- **Goal of the exercise**: Could you output, word for word, only the lines from the line with "Expected content: balcony." to the end of the entries, including both ends? Omit the pictures.

------ Provided records

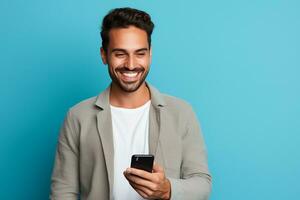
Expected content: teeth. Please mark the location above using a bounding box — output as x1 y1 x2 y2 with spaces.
122 72 138 77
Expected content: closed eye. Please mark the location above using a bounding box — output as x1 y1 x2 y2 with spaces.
115 53 126 58
136 52 146 57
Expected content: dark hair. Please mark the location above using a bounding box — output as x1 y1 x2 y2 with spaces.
101 7 154 52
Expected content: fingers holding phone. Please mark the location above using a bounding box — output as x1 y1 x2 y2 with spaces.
123 154 171 199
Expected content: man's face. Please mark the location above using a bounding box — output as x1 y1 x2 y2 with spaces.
101 26 152 92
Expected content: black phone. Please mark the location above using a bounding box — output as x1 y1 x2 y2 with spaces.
130 154 154 173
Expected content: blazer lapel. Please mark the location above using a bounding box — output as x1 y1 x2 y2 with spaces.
149 105 160 156
147 83 167 168
95 86 114 198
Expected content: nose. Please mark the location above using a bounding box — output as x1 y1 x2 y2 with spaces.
125 55 135 70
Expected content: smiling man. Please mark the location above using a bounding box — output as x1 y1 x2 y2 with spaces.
50 7 212 200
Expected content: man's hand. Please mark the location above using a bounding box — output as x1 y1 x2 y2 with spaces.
123 163 171 200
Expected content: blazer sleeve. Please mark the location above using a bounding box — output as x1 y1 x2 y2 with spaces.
50 110 80 200
168 106 212 200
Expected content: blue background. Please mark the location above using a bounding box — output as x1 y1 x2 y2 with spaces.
1 0 299 199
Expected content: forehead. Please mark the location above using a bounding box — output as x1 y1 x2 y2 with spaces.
108 26 149 51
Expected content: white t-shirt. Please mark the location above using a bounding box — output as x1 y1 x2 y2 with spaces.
110 100 151 200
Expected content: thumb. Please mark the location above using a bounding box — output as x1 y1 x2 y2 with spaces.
152 162 164 173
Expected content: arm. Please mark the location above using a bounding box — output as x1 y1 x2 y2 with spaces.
168 106 212 200
50 110 80 200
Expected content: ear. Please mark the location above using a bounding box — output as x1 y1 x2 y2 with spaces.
100 47 107 65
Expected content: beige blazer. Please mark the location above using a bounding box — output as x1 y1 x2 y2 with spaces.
50 83 212 200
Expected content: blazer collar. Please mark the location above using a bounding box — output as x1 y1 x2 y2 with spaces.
94 82 166 109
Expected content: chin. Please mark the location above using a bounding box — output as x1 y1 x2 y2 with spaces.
117 80 145 93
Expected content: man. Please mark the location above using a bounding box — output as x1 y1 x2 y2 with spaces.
50 7 212 200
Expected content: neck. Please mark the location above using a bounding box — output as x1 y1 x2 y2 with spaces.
109 82 150 108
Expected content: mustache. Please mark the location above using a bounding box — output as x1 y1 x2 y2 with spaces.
115 67 144 73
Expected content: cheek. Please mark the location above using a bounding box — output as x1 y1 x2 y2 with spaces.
138 57 150 66
108 58 124 69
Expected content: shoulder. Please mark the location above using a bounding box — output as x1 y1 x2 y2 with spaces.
158 92 201 138
163 94 192 110
67 96 99 119
148 83 196 117
149 84 194 113
160 93 196 118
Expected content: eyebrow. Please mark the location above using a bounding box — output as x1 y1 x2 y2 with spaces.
111 48 149 53
135 48 148 52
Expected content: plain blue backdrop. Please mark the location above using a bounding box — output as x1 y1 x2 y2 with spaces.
1 0 299 199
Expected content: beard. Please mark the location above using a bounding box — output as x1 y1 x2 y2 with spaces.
108 65 149 93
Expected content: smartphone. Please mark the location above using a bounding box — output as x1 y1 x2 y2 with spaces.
131 154 154 173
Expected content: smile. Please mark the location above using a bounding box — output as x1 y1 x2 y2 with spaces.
118 70 142 82
122 72 138 78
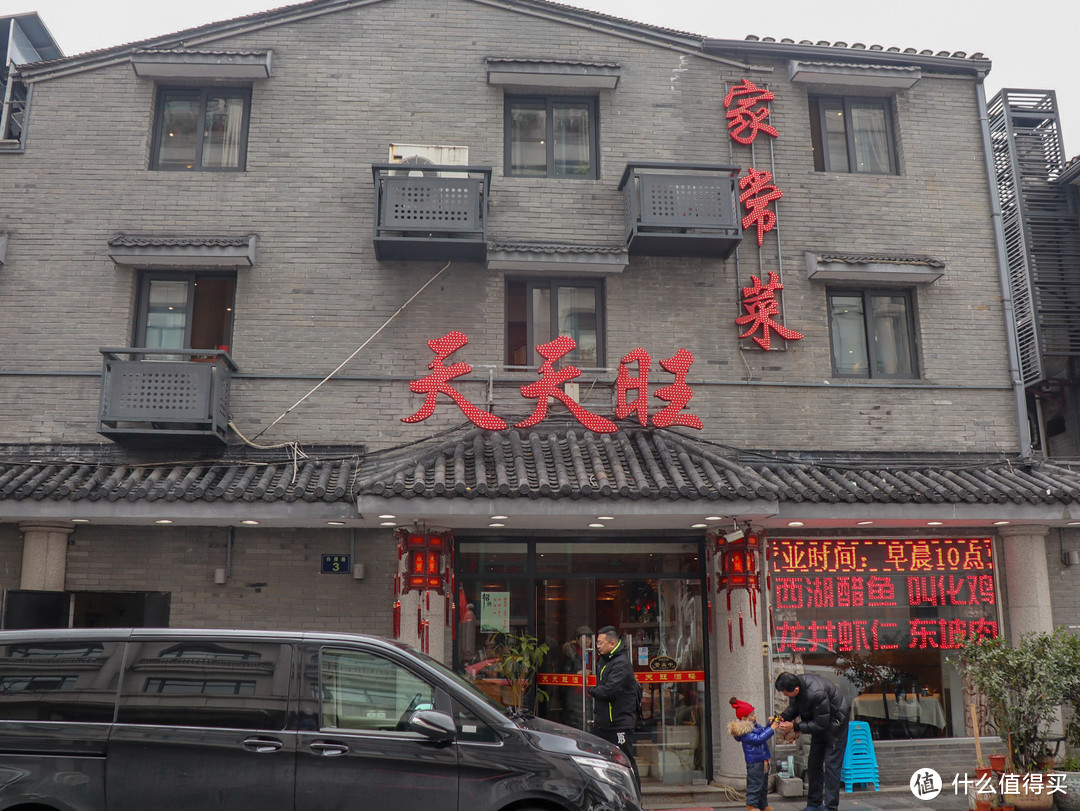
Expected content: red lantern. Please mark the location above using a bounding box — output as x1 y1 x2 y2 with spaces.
715 530 759 593
397 528 452 594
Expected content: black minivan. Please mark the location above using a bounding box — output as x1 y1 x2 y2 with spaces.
0 628 640 811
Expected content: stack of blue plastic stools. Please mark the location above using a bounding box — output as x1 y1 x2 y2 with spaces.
841 720 879 792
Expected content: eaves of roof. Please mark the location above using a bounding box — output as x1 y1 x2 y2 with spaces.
15 0 705 82
704 36 992 76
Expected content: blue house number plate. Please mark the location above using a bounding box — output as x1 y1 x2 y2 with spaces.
321 554 351 574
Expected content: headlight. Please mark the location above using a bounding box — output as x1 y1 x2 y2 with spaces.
571 754 637 796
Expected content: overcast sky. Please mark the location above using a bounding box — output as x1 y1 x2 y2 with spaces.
12 0 1079 156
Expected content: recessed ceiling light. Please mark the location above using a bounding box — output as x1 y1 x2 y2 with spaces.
928 521 944 526
380 521 397 527
491 515 508 520
241 520 259 525
72 518 90 523
597 516 615 521
857 521 874 526
155 519 172 524
489 522 505 528
378 514 396 519
588 523 605 528
1070 521 1080 526
788 521 804 527
705 516 724 521
327 521 346 526
691 523 707 529
993 521 1010 526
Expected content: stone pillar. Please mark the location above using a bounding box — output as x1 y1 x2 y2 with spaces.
999 524 1054 637
18 521 74 591
714 584 766 784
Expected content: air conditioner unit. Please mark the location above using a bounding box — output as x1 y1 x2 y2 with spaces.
388 143 469 177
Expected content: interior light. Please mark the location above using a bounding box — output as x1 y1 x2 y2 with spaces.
489 523 505 528
788 521 804 527
327 521 346 526
380 521 397 527
705 516 724 521
690 523 707 529
597 516 615 521
588 523 605 528
242 520 259 525
379 514 396 519
1070 521 1080 526
927 521 944 526
491 515 508 520
857 521 874 526
72 518 91 523
155 519 172 524
993 521 1010 526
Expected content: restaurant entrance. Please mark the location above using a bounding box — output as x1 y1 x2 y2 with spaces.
456 538 710 785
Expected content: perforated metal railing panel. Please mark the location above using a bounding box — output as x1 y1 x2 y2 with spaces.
381 178 482 232
107 362 212 420
636 174 735 228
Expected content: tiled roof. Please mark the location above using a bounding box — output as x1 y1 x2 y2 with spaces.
133 48 270 56
356 425 1080 505
486 57 621 68
742 35 984 61
109 234 254 248
813 252 946 268
4 429 1079 507
0 457 358 503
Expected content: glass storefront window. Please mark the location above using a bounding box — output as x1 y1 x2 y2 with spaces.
456 538 707 785
767 537 999 740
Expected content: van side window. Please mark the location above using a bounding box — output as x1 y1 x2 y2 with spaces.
116 640 290 730
450 698 500 743
314 648 436 733
0 640 123 722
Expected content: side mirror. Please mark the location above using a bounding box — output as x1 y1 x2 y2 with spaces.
409 709 456 743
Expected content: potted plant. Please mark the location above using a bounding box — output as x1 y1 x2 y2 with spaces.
492 632 550 713
953 629 1080 811
1053 753 1080 811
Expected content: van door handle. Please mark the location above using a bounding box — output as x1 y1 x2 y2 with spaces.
243 736 284 753
309 741 349 756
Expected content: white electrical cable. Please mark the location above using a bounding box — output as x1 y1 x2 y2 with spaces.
250 261 452 441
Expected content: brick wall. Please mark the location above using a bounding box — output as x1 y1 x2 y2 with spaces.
0 0 1019 455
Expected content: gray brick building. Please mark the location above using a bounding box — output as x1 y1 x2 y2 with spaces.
3 0 1080 789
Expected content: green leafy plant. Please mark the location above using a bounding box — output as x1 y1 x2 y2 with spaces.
952 628 1080 773
493 632 550 713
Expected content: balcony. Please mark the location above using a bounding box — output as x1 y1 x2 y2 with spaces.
619 163 742 258
98 349 236 446
372 164 491 262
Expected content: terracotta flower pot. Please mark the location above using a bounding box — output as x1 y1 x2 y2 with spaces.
990 754 1008 772
1002 780 1055 811
976 766 994 779
975 800 993 811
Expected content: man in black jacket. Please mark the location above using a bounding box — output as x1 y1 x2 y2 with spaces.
775 672 851 811
588 626 639 786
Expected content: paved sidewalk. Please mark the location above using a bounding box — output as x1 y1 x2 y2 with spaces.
644 784 973 811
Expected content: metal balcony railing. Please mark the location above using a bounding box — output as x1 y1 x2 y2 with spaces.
372 164 491 262
619 162 742 258
98 348 236 445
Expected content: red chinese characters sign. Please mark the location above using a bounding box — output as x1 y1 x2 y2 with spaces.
403 331 702 433
769 538 998 653
735 272 804 350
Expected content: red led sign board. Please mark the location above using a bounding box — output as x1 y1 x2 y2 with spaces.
769 538 998 653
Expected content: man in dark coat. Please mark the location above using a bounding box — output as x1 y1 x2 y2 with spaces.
588 625 639 785
775 672 851 811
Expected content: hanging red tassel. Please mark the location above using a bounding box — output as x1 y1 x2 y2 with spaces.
417 603 422 636
426 590 430 611
739 611 745 647
393 601 401 638
728 618 733 652
707 600 713 634
445 593 450 627
726 591 731 612
769 606 774 636
451 601 457 639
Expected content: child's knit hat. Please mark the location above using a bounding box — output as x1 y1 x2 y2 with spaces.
729 697 754 719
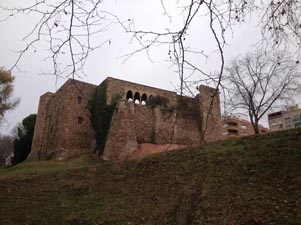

------------

- **Written response**:
Expected content: balcony. Please mark the location above using a bounding box — output as x1 y1 x2 y2 with spaces.
619 163 742 258
98 349 236 446
372 164 491 262
Expected content: terracotta flower pot. Please mark the location above using a bounding box — output as x1 y1 x2 y2 with spaces.
990 754 1008 772
1002 780 1055 811
976 766 994 779
975 800 993 811
Expected content: man in black jacket. Please mark the location above using a bounding box — output as x1 y1 x2 y2 with spaces.
775 672 851 811
588 626 639 786
Expected content: paved sidewalk. Please mark the location above using a bounding box — output as x1 y1 x2 y2 with spaces.
644 784 973 811
Expected content: metal balcony railing. Please mark the location above using a bounding box — output as x1 y1 x2 y2 with spaces.
372 164 491 262
619 162 742 258
98 348 236 445
Expected content: red chinese characters sign. Please mark the location above using a bounding box — output as x1 y1 x2 y2 with spaces.
403 331 702 433
769 538 998 653
735 272 804 350
Expected content: red led sign board. Please mark the location above using a bounding box — output as x1 y1 x2 y2 with spaces.
769 538 998 653
Expected content: man in dark coat. Please mark the location above using a bounding box — output as x1 y1 x2 y2 with spaces.
588 625 639 785
775 672 851 811
Expected content: hanging red tassel. Please mark the location above using a bounding box — output as x1 y1 x2 y2 with spaces.
417 603 422 636
426 590 430 611
739 611 745 647
393 601 401 638
728 618 733 652
707 600 713 634
445 593 450 627
726 591 731 612
769 606 774 636
451 601 457 639
Expected content: child's knit hat. Please mark the location above using a bounding box — output as x1 y1 x2 y2 with spaces.
729 697 754 719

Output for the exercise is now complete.